• **TEXT FOR ANALYSIS**

--------------------

A Star 13 Times More Massive Than The Sun Quietly Disappeared And Shone In Infrared Before The Collapse
The sequence began in 2014, when NASA’s NEOWISE mission space telescope recorded an unusual increase in the infrared brightness of a massive star in Andromeda. The emission steadily grew over about three years.
Infrared light, invisible to the human eye, can reveal hot dust and gas. After the increase period, the object exhibited a drastic drop in visible brightness, reducing its luminosity by approximately 10,000 times until 2023.
Over time, it practically disappeared, leaving behind a detectable layer of dust in infrared. At the time, the phenomenon was not recognized. The data remained archived in public records for years.
Subsequently, the study authors decided to systematically research archived infrared data in search of signs of direct collapse. They conducted the largest survey ever done on variable infrared sources in the Milky Way and nearby galaxies.
The investigation was guided by a prediction formulated in the 1970s. According to this hypothesis, a star that collapses directly into a black hole should briefly shine in infrared as it loses outer layers and becomes enveloped by dust, before disappearing.
Identification Of Star M31-2014-DS1 In Andromeda
The team identified the candidate as star M31-2014-DS1, located about 2.5 million light-years from Earth, in the Andromeda constellation. When it formed, it had about 13 times the mass of the Sun.
Classified as a supergiant with low hydrogen content, the star lost much of its material over its lifetime through intense stellar winds. At the time of its death, it had approximately five times the mass of the Sun.
According to the researchers, the prolonged and steady decline does not correspond to the pattern observed in normal supernovae. Instead of ejecting outer layers in a bright explosion, the inner core appears to have collapsed completely.
The outer layers dispersed more gently, forming the dust visible in infrared. The remaining infrared brightness is attributed to the dust and gas heated by the material surrounding the newly formed black hole.
Kishalay De stated that the evidence of the disappearance was in public archives and had not been recognized for years. He described the identification as the most surprising discovery of his life.
Comparison With Previous Case In Galaxy NGC 6946
A possible similar case was recorded around 2010 in the galaxy NGC 6946. However, that object was about 10 times farther away and was 100 times fainter, with less detailed data.

--------------------

• **ENTRIES SUPPLIED**
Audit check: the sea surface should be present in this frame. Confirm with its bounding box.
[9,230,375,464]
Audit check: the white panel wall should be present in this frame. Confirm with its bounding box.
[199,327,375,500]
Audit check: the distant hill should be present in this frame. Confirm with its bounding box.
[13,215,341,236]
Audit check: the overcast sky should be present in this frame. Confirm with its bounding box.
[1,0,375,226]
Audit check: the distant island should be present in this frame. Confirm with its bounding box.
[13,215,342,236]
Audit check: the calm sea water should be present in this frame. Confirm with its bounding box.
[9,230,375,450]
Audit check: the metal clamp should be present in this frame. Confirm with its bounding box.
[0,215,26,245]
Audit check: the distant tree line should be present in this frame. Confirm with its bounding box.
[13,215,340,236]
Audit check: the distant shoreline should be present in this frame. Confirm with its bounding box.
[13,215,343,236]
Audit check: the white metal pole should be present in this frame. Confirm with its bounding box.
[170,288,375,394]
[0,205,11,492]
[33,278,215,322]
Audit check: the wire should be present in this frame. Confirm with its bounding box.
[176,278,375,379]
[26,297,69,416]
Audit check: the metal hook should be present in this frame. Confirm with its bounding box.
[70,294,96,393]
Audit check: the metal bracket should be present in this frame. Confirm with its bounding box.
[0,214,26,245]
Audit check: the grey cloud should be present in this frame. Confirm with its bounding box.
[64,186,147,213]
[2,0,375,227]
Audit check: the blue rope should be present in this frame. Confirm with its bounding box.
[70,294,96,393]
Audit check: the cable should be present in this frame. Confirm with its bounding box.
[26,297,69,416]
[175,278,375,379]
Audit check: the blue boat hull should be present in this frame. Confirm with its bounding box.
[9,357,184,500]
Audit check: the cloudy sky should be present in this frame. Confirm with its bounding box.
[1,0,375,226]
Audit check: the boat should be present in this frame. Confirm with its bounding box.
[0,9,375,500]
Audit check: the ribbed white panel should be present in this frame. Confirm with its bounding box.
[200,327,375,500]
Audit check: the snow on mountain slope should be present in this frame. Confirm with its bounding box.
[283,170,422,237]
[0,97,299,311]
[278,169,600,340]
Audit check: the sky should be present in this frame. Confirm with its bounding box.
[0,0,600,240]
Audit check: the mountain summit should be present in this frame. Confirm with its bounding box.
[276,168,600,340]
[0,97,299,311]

--------------------

• **WORK ORDER A**
Reproduce the portion of the article on the vanished Andromeda star from "Identification Of Star" to "have collapsed completely.".
• **WORK ORDER B**
Resume the article on the vanished Andromeda star, continuing it after its final sentence.

• **OUTPUT A**
Identification Of Star M31-2014-DS1 In Andromeda
The team identified the candidate as star M31-2014-DS1, located about 2.5 million light-years from Earth, in the Andromeda constellation. When it formed, it had about 13 times the mass of the Sun.
Classified as a supergiant with low hydrogen content, the star lost much of its material over its lifetime through intense stellar winds. At the time of its death, it had approximately five times the mass of the Sun.
According to the researchers, the prolonged and steady decline does not correspond to the pattern observed in normal supernovae. Instead of ejecting outer layers in a bright explosion, the inner core appears to have collapsed completely.

• **OUTPUT B**
As a result, the true nature of that event remained uncertain. In contrast, M31-2014-DS1 provides evidence considered clearer and of higher quality, with detailed infrared records over several years.
Morgan MacLeod, co-author of the study and professor of astronomy at Harvard, stated that black holes must originate from stars. According to him, with the events of NGC 6946 and M31-2014-DS1, it is possible to observe this process occurring.
MacLeod said that the observations allow for learning more about how direct collapse works. The case reinforces the possibility that some massive stars do not explode as supernovae before forming black holes.
Impacts For Estimates Of Supernovae And Black Hole Formation
Black holes were predicted over 50 years ago. Currently, dozens are known in the Milky Way, and hundreds have been detected through gravitational waves associated with distant cosmic collisions.
There is still no consensus on which stars turn into black holes and under what conditions. For a long time, it was believed that stars with masses similar to M31-2014-DS1 always exploded as supernovae.
The new case suggests that such stars may, under certain conditions, skip the explosive phase. The interaction between gravity, gas pressure, and shock waves in the final moments may determine the ultimate outcome.
If direct collapse is more frequent than previously thought, estimates of supernovae in the universe may need to be revised. This would affect models of heavy element distribution, such as iron, in galaxies.
It would also influence predictions about the number of existing black holes and the frequency of mergers capable of producing gravitational waves. However, scientists emphasize that more observations are needed.
The team intends to continue analyzing archival data and utilize future infrared surveys to identify other disappearing stars. The study was published in the journal Science, consolidating the presented evidence.
Thus, a star 13 times more massive than the Sun disappeared without a visible explosion, leaving a detailed infrared record and raising new questions about how massive stars end their lives in the universe.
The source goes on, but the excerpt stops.